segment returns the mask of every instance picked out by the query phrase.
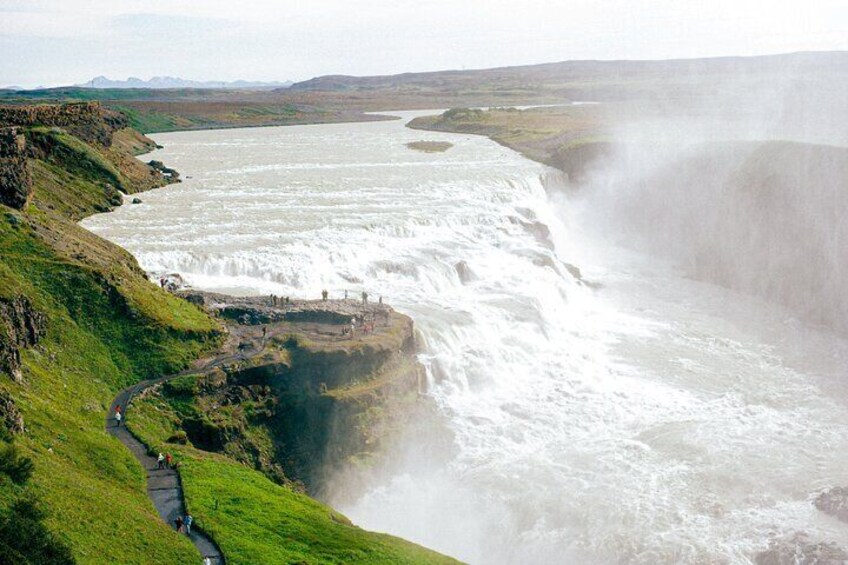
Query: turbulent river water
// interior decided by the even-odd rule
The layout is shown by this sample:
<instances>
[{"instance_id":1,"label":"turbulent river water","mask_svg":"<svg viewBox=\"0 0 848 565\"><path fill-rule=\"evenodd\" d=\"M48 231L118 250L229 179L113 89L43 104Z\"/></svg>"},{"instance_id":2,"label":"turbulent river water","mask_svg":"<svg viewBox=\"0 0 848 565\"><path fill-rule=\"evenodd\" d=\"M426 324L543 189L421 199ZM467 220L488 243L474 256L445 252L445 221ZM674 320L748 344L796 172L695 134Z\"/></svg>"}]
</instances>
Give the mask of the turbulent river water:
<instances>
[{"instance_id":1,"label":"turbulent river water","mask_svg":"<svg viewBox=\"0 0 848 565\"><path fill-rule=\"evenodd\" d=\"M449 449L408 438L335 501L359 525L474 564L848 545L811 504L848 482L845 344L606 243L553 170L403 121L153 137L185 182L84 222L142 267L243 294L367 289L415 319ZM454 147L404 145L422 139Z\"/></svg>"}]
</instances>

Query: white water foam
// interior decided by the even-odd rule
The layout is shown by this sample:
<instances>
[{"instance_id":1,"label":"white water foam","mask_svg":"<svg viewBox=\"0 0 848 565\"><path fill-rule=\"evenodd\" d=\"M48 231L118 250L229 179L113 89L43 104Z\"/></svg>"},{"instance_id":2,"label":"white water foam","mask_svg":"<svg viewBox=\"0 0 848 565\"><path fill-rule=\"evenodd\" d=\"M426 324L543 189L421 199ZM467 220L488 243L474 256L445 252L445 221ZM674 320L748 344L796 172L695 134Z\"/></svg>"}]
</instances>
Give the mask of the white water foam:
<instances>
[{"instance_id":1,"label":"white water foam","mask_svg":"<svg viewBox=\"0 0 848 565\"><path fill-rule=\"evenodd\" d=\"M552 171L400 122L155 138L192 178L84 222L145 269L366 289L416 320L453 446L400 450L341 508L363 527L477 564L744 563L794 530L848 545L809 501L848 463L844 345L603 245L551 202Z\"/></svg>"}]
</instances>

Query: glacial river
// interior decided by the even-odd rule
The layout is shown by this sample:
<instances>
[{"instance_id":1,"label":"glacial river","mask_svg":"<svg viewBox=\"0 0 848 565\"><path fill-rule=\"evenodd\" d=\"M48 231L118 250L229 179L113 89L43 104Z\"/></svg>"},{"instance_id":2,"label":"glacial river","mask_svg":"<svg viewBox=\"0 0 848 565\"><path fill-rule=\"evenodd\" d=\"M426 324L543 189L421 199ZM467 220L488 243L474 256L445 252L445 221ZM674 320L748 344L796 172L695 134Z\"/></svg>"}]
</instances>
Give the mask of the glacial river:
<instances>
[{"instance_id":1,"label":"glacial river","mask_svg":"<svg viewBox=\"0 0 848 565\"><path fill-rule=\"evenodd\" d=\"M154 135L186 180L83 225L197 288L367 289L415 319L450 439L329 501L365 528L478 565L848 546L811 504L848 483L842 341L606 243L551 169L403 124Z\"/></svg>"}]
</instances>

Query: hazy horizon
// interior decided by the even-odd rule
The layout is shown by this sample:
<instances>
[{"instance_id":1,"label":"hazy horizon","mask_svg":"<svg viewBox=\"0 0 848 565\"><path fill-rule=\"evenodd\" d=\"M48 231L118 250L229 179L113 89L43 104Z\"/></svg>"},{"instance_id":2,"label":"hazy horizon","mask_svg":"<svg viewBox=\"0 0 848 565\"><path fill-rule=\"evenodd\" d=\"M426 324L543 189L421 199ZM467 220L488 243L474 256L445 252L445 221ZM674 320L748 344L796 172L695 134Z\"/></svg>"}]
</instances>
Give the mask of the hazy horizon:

.....

EXERCISE DETAILS> The result should be the material above, unchanged and free of pictures; please print it.

EXERCISE RESULT>
segment returns the mask of every instance picked out by the query phrase.
Query: turbulent river water
// interior decided by the even-odd rule
The layout is shown by this sample:
<instances>
[{"instance_id":1,"label":"turbulent river water","mask_svg":"<svg viewBox=\"0 0 848 565\"><path fill-rule=\"evenodd\" d=\"M48 231L118 250L229 179L113 89L43 104Z\"/></svg>"},{"instance_id":2,"label":"turbulent river water","mask_svg":"<svg viewBox=\"0 0 848 565\"><path fill-rule=\"evenodd\" d=\"M426 324L543 189L421 199ZM467 220L488 243L474 256L445 252L445 221ZM674 320L748 344L796 172L695 134Z\"/></svg>"}]
</instances>
Give the mask of the turbulent river water:
<instances>
[{"instance_id":1,"label":"turbulent river water","mask_svg":"<svg viewBox=\"0 0 848 565\"><path fill-rule=\"evenodd\" d=\"M449 449L408 438L335 501L359 525L474 564L848 545L811 504L848 482L845 344L606 243L553 170L403 121L153 137L185 182L84 222L142 267L243 294L367 289L415 319ZM454 147L404 145L422 139Z\"/></svg>"}]
</instances>

Query: white water foam
// interior decided by the even-odd rule
The layout is shown by this sample:
<instances>
[{"instance_id":1,"label":"white water foam","mask_svg":"<svg viewBox=\"0 0 848 565\"><path fill-rule=\"evenodd\" d=\"M48 231L118 250L229 179L113 89L43 104Z\"/></svg>"},{"instance_id":2,"label":"white water foam","mask_svg":"<svg viewBox=\"0 0 848 565\"><path fill-rule=\"evenodd\" d=\"M426 324L543 189L421 199ZM467 220L488 243L474 256L445 252L445 221ZM674 320L748 344L796 172L695 134Z\"/></svg>"}]
</instances>
Give the mask of the white water foam:
<instances>
[{"instance_id":1,"label":"white water foam","mask_svg":"<svg viewBox=\"0 0 848 565\"><path fill-rule=\"evenodd\" d=\"M552 171L400 122L155 138L192 178L84 222L145 269L366 289L416 320L453 446L400 450L341 508L363 527L477 564L744 563L794 530L848 545L809 501L848 463L844 345L603 245L551 202Z\"/></svg>"}]
</instances>

Query: glacial river
// interior decided by the even-odd rule
The layout is shown by this sample:
<instances>
[{"instance_id":1,"label":"glacial river","mask_svg":"<svg viewBox=\"0 0 848 565\"><path fill-rule=\"evenodd\" d=\"M48 231L118 250L229 179L113 89L43 104Z\"/></svg>"},{"instance_id":2,"label":"glacial river","mask_svg":"<svg viewBox=\"0 0 848 565\"><path fill-rule=\"evenodd\" d=\"M426 324L543 189L421 199ZM467 220L488 243L474 256L445 252L445 221ZM674 320L748 344L796 172L695 134Z\"/></svg>"}]
</instances>
Give the mask of the glacial river:
<instances>
[{"instance_id":1,"label":"glacial river","mask_svg":"<svg viewBox=\"0 0 848 565\"><path fill-rule=\"evenodd\" d=\"M154 135L186 180L83 225L197 288L367 289L415 319L450 439L329 501L365 528L478 565L848 546L811 504L848 483L842 341L606 243L551 169L403 124Z\"/></svg>"}]
</instances>

Query: hazy horizon
// interior decided by the even-odd rule
The layout is shown by this sample:
<instances>
[{"instance_id":1,"label":"hazy horizon","mask_svg":"<svg viewBox=\"0 0 848 565\"><path fill-rule=\"evenodd\" d=\"M48 231L118 250L229 179L113 89L43 104Z\"/></svg>"},{"instance_id":2,"label":"hazy horizon","mask_svg":"<svg viewBox=\"0 0 848 565\"><path fill-rule=\"evenodd\" d=\"M426 324L543 189L421 199ZM467 220L488 243L474 256L445 252L445 221ZM674 320L748 344L796 172L695 134Z\"/></svg>"}]
</instances>
Give the mask of the hazy horizon:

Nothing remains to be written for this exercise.